::: Recorded data :::
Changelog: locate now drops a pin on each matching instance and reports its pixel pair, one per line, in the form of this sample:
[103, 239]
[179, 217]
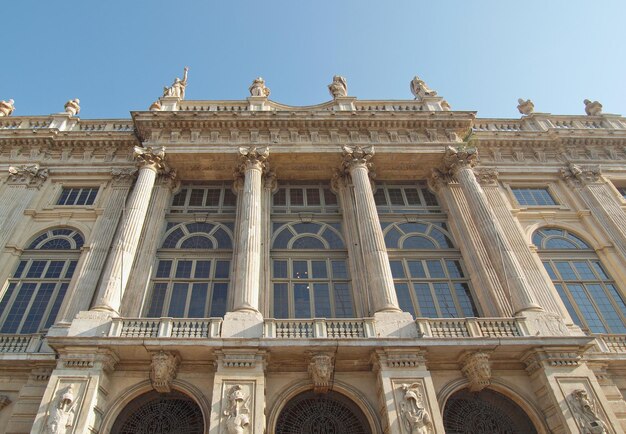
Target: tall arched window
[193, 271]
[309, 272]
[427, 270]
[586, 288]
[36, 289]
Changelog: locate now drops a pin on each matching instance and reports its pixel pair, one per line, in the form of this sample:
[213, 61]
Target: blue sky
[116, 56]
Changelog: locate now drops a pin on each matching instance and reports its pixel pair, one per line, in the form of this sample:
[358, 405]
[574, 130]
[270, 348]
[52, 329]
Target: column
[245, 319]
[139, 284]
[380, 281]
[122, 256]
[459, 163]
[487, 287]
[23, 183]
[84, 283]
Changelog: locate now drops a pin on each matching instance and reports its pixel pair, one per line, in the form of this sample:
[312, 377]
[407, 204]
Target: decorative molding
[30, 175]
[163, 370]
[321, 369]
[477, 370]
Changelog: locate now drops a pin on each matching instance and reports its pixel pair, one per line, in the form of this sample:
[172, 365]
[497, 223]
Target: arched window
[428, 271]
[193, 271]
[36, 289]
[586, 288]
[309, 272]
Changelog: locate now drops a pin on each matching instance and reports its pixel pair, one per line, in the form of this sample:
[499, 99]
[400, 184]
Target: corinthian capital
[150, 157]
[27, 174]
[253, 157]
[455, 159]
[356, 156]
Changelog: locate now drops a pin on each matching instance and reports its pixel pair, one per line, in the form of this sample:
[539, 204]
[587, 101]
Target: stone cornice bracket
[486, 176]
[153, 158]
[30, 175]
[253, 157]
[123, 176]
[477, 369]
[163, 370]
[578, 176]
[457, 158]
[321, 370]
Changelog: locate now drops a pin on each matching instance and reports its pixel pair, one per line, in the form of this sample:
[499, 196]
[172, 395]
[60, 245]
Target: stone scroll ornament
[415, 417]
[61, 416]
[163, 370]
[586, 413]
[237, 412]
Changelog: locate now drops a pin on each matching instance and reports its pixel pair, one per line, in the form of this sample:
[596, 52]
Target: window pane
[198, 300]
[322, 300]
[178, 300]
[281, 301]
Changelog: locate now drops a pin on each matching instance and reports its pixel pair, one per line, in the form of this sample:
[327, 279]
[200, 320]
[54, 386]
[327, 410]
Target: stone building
:::
▶ Stated task: Reproduce all entries exactly. Pictures do not belong in the copy.

▶ Solution:
Changelog: locate now drops a pin on each matching instance and reports its pixel pair, one per line, in the form of this sample:
[103, 239]
[179, 217]
Target: tall arched window
[193, 271]
[309, 272]
[427, 270]
[586, 288]
[36, 289]
Changelog: locate now drops a pin on each matching instance and reports its pixel pair, one per line, in the form of this sample:
[213, 61]
Target: blue sky
[116, 56]
Changelog: locate now drops a pin on each matching instance and reports its pixel pair, one per line, in the form of this sample:
[358, 405]
[574, 130]
[270, 348]
[52, 329]
Target: column
[245, 319]
[139, 284]
[380, 281]
[122, 256]
[459, 163]
[487, 287]
[23, 183]
[84, 283]
Changelog: locate now drops a pin on each matching instance and reports its pixel pair, one per line, in the form of this sample:
[312, 377]
[407, 204]
Target: decorative molding
[30, 175]
[163, 370]
[321, 369]
[477, 370]
Changelog: locate now drops a pin on each matching instance and reports its pixel pair, one per line, in the form of this sample:
[172, 365]
[497, 223]
Target: arched window
[428, 271]
[193, 271]
[36, 289]
[586, 288]
[309, 272]
Changelog: locate now drops a pin on each matching instance and reports its pixel pair, one per line, in the form of this sample:
[499, 99]
[400, 184]
Target: corinthian capital
[150, 157]
[27, 174]
[253, 157]
[455, 159]
[356, 156]
Changelog: locate now drops a pin on each matching instance and reports its pixel pair, one per line, in the form of this sample:
[539, 204]
[587, 101]
Target: stone cornice bracket
[486, 176]
[153, 158]
[30, 175]
[253, 157]
[123, 176]
[477, 369]
[163, 370]
[578, 176]
[457, 158]
[321, 370]
Changelog: locate now drops a pin on each matching instance and reports its pixel pair, one per line, in the form of this sample:
[499, 196]
[172, 395]
[60, 245]
Target: stone scroll ornament
[415, 417]
[61, 416]
[163, 370]
[586, 413]
[237, 412]
Changelog: locate now drops a pin on each matching instance and reports its pixel pair, one per line, in the form of this sample:
[596, 52]
Target: window pane
[198, 300]
[322, 300]
[178, 300]
[281, 301]
Changelog: locate now drops a pin on each matching instance and reports its pixel pair, one per line, in the form of this sample:
[327, 279]
[200, 320]
[54, 386]
[327, 410]
Target: stone building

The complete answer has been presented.